:: Object pointing dataset rows ::
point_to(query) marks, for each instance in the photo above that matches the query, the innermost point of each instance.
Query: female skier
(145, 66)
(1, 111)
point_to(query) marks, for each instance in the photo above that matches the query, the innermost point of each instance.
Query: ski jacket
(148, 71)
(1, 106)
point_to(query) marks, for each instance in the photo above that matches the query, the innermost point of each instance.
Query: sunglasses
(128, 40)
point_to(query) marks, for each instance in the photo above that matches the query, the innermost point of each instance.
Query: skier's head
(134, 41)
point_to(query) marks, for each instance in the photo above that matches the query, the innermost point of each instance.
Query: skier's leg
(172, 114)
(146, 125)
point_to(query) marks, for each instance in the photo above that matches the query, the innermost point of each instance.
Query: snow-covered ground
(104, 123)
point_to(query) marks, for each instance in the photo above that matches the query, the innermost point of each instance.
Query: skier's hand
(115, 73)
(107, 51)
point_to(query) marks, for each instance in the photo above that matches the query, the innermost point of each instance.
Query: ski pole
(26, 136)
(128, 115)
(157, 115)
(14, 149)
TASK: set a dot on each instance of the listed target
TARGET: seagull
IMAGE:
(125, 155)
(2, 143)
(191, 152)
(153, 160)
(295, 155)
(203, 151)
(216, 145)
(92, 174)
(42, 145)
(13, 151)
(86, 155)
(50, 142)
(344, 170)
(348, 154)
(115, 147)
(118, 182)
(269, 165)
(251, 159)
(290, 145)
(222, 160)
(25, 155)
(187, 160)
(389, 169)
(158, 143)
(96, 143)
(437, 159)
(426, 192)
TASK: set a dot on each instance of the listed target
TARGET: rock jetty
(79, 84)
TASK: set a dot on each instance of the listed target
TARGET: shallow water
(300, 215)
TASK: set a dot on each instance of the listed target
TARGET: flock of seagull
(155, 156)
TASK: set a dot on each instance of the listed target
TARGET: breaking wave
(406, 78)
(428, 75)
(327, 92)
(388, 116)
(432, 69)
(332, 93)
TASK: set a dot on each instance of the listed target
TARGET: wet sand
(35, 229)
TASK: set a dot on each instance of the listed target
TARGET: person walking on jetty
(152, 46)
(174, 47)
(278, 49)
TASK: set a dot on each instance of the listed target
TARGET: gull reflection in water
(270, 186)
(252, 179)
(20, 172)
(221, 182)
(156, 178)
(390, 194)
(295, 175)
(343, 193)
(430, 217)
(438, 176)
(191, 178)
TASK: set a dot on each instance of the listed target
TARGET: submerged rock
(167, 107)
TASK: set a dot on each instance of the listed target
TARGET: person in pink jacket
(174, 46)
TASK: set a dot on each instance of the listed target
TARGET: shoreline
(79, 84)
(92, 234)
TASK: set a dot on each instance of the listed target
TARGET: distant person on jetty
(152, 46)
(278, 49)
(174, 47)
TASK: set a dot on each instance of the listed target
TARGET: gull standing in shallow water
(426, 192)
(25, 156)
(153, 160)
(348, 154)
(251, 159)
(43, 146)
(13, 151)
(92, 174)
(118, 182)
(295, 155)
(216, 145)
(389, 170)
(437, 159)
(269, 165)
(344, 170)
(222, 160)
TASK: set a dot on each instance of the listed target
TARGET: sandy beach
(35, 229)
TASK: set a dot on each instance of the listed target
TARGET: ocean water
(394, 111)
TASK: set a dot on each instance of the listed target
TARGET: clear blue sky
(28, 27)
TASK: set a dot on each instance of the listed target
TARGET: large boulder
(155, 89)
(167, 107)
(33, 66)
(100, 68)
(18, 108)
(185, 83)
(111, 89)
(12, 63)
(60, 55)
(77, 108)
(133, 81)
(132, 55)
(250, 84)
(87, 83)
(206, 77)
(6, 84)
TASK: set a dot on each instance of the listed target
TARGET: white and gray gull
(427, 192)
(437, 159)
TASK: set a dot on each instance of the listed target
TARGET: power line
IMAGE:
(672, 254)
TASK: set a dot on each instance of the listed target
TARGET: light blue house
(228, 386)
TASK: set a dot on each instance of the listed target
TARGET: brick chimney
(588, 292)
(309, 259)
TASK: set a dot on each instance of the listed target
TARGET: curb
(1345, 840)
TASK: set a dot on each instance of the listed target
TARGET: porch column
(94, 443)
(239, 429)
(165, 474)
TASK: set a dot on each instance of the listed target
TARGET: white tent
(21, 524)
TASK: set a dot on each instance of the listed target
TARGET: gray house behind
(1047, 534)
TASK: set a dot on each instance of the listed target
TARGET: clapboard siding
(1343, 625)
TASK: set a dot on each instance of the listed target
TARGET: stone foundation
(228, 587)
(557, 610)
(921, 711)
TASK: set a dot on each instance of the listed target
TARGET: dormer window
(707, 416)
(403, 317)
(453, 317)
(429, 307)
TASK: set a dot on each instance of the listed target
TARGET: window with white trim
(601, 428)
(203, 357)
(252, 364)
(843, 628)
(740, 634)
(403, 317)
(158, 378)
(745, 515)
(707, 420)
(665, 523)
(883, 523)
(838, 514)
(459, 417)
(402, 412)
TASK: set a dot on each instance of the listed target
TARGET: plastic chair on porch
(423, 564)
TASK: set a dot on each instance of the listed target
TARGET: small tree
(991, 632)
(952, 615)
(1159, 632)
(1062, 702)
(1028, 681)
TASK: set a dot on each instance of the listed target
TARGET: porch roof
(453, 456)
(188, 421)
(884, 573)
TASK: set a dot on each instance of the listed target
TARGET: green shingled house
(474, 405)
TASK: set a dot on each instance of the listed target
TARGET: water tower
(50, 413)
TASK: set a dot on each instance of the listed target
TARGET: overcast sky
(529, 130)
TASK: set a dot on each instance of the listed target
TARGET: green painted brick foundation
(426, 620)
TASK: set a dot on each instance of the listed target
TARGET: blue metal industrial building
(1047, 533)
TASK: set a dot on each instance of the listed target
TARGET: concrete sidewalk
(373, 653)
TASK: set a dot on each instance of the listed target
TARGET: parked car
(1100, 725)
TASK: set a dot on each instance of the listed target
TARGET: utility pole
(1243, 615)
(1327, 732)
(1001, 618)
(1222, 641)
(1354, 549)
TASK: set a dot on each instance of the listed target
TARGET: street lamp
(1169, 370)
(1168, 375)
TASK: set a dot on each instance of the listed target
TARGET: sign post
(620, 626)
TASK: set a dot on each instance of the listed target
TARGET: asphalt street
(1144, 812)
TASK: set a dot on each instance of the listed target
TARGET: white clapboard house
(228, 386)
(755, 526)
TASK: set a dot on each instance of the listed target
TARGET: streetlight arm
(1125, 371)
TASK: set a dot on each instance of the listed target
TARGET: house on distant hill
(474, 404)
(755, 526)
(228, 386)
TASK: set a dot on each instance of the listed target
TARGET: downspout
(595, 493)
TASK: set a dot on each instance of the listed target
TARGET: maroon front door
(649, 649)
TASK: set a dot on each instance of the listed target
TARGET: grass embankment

:: GIVEN INSTRUCTION ::
All of the entries need to be reproduced exactly; please write them out.

:: SOLUTION ::
point_to(query) marks, for each instance in the photo above that matches the query, the innermost point of each instance.
Query: female skier
(145, 66)
(1, 111)
point_to(query) marks, for each instance in the photo above that matches the query, the innermost point of each instance.
Query: ski jacket
(148, 71)
(1, 106)
point_to(query) marks, for each instance in the photo above that matches the query, the innermost point of each instance.
Query: sunglasses
(128, 40)
point_to(query) marks, for each instance in the photo above that matches the query, the innermost point of each instance.
Query: skier's head
(134, 41)
point_to(query) marks, for each instance in the photo above that matches the query, the innermost point of each instance.
Query: skier's leg
(172, 114)
(146, 125)
point_to(query) marks, for each instance in the photo above that matches the query, the innermost point of each instance.
Query: snow-covered ground
(104, 123)
point_to(query) marks, for each instance in the photo above that matches the query, the innermost point of each instance.
Query: skier's hand
(115, 73)
(107, 51)
point_to(query) marks, for each instance in the photo above that matches the query, the innermost point of each instance.
Query: ski pole
(26, 136)
(128, 115)
(157, 115)
(14, 149)
TASK: set a dot on each instance of the listed target
TARGET: seagull
IMAGE:
(125, 155)
(2, 143)
(191, 152)
(153, 160)
(295, 155)
(203, 151)
(216, 145)
(92, 174)
(42, 145)
(13, 151)
(86, 155)
(50, 142)
(344, 170)
(348, 154)
(115, 147)
(118, 182)
(269, 165)
(251, 159)
(290, 145)
(222, 160)
(25, 155)
(187, 160)
(389, 169)
(158, 143)
(96, 143)
(437, 159)
(426, 192)
TASK: set a dot on each instance of the listed target
TARGET: rock jetty
(79, 84)
TASK: set a dot on each instance of the listed target
TARGET: shallow water
(300, 215)
TASK: set a dot on each instance of the listed target
TARGET: flock of seagull
(155, 156)
TASK: set a dot on each instance of the listed target
TARGET: breaking wave
(406, 78)
(428, 75)
(327, 92)
(388, 116)
(432, 69)
(332, 93)
TASK: set a dot on each instance of the listed target
TARGET: wet sand
(35, 229)
TASK: set a dot on each instance of the listed target
TARGET: person walking on jetty
(152, 46)
(174, 47)
(278, 49)
TASK: set a dot on each instance of the listed target
TARGET: gull reflection in water
(270, 186)
(252, 179)
(20, 172)
(221, 182)
(156, 178)
(390, 194)
(295, 175)
(343, 193)
(430, 217)
(438, 176)
(191, 178)
TASK: set a dot on each instance of the listed target
TARGET: submerged rock
(167, 107)
TASK: set a dot on each instance of the listed target
TARGET: person in pink jacket
(174, 46)
TASK: set a dot on each instance of the listed target
TARGET: shoreline
(79, 84)
(92, 234)
TASK: set a dot on each instance of the listed target
TARGET: distant person on jetty
(152, 46)
(278, 49)
(174, 47)
TASK: set a dot on each instance of the listed target
TARGET: gull standing in shallow water
(426, 192)
(25, 156)
(153, 160)
(348, 154)
(251, 159)
(43, 146)
(13, 151)
(92, 174)
(118, 182)
(295, 155)
(216, 145)
(389, 170)
(437, 159)
(269, 165)
(344, 170)
(222, 160)
TASK: set a dot on each instance of the listed target
TARGET: sandy beach
(35, 229)
TASK: set a dot on each instance of the listed target
TARGET: ocean water
(394, 111)
TASK: set a dot on each instance of the listed target
TARGET: clear blue sky
(28, 27)
TASK: set a dot on each instance of the listed target
TARGET: large boulder
(155, 89)
(167, 107)
(33, 66)
(100, 68)
(18, 108)
(185, 83)
(111, 89)
(12, 63)
(60, 55)
(77, 108)
(133, 81)
(132, 55)
(250, 84)
(87, 83)
(206, 77)
(6, 84)
TASK: set a dot on each instance of the listed target
TARGET: white and gray gull
(427, 192)
(437, 159)
TASK: set a dot on each instance of the listed target
TARGET: power line
IMAGE:
(672, 254)
TASK: set a dot on each instance of the listed target
TARGET: light blue house
(228, 386)
TASK: set a dot on each instance of the listed target
TARGET: brick chimney
(588, 292)
(309, 259)
TASK: set a dot on each instance of the listed target
TARGET: curb
(1345, 840)
TASK: set a dot on each instance of the listed target
TARGET: porch column
(94, 443)
(239, 429)
(165, 474)
TASK: set a dot on each instance of the listed target
TARGET: white tent
(21, 524)
TASK: set a dot on each instance of the listed target
TARGET: gray house behind
(1047, 534)
TASK: set a dot on each instance of the listed target
TARGET: clapboard siding
(1343, 625)
TASK: set a dot on each instance of the listed target
TARGET: stone foundation
(228, 587)
(557, 610)
(921, 711)
TASK: set a dot on each instance of the listed target
TARGET: dormer window
(707, 416)
(403, 317)
(453, 317)
(429, 307)
TASK: set a dot on each instance of the listed target
TARGET: window with white trim
(601, 428)
(203, 357)
(252, 364)
(843, 628)
(740, 634)
(403, 317)
(158, 378)
(745, 515)
(707, 420)
(665, 523)
(883, 523)
(838, 514)
(459, 417)
(402, 412)
TASK: set a dot on each instance of the listed target
TARGET: plastic chair on porch
(423, 564)
TASK: set a dot on each instance of the listed target
TARGET: small tree
(991, 632)
(952, 615)
(1159, 632)
(1062, 702)
(1028, 681)
TASK: set a dot on each instance of the listed target
TARGET: porch roof
(453, 456)
(188, 421)
(884, 573)
TASK: set a dot on each instance of the listed target
TARGET: green shingled house
(474, 405)
TASK: set a dot on each instance of the listed target
TARGET: water tower
(50, 413)
TASK: set a dot on each instance of the listed target
TARGET: overcast sky
(529, 130)
TASK: set a dot on each instance of the listed target
TARGET: green painted brick foundation
(426, 620)
TASK: set a dot on each instance of the listed target
TARGET: blue metal industrial building
(1047, 533)
TASK: set a dot on each instance of the listed target
TARGET: concrete sidewalk
(373, 653)
TASK: set a dot on each instance of the listed target
TARGET: parked car
(1100, 725)
TASK: set a dot on each instance of the listed target
TARGET: utility pole
(1243, 615)
(1327, 732)
(1001, 618)
(1222, 641)
(1354, 549)
TASK: set a dot on each instance of the listed target
TARGET: street lamp
(1169, 370)
(1168, 375)
TASK: set a dot on each instance of the listed target
TARGET: sign post
(620, 626)
TASK: set a dot on each instance of the listed target
TARGET: asphalt street
(1144, 812)
TASK: set a dot on each instance of the listed target
TARGET: white clapboard house
(228, 386)
(755, 526)
TASK: set a dot on each instance of the listed target
TARGET: streetlight arm
(1125, 371)
TASK: set a dot on each instance of the listed target
TARGET: house on distant hill
(474, 404)
(755, 526)
(228, 386)
TASK: set a dot on each instance of the listed target
TARGET: downspout
(595, 493)
TASK: set a dot on each instance of the listed target
TARGET: maroon front door
(649, 649)
TASK: set a dot on each instance of the listed target
TARGET: grass embankment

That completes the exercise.